(Entries from a point annotation set)
##########

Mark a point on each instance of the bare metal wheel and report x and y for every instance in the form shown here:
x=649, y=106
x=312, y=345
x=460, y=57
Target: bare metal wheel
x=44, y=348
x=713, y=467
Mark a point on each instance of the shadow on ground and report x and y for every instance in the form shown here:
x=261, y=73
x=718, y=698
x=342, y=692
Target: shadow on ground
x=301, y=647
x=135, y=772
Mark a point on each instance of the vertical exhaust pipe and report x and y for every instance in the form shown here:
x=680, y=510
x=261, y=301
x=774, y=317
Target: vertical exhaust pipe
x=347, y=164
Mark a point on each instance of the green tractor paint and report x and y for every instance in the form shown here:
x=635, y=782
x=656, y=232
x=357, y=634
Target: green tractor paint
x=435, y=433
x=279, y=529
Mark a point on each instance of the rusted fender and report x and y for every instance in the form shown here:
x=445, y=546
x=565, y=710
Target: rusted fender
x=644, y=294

##########

* _Directions_:
Can you copy out the listing above word for word, with every line in its original order?

* _Solution for this exercise_:
Mark a point on each instance of the bare metal wheel and report x and y for every instance in the form shown here:
x=649, y=106
x=312, y=345
x=460, y=57
Target: bare metal wheel
x=44, y=348
x=713, y=467
Mark a point on each instance of the shadow on ground and report x and y for every instance in the form shown here:
x=261, y=73
x=718, y=698
x=342, y=692
Target: shadow on ground
x=301, y=647
x=135, y=772
Mark a point on each instance of the vertical exhaust pipe and report x and y for every instance in the form shown here:
x=680, y=510
x=261, y=301
x=774, y=317
Target: vertical exhaust pipe
x=347, y=164
Mark a point on each instance of the green tractor paint and report x and y for every instance in the form shown here:
x=635, y=782
x=656, y=232
x=357, y=634
Target: green tractor paint
x=435, y=433
x=279, y=529
Mark a point on each instance of the rusted fender and report x and y for every instance in the form shown here:
x=445, y=546
x=565, y=710
Target: rusted fender
x=644, y=294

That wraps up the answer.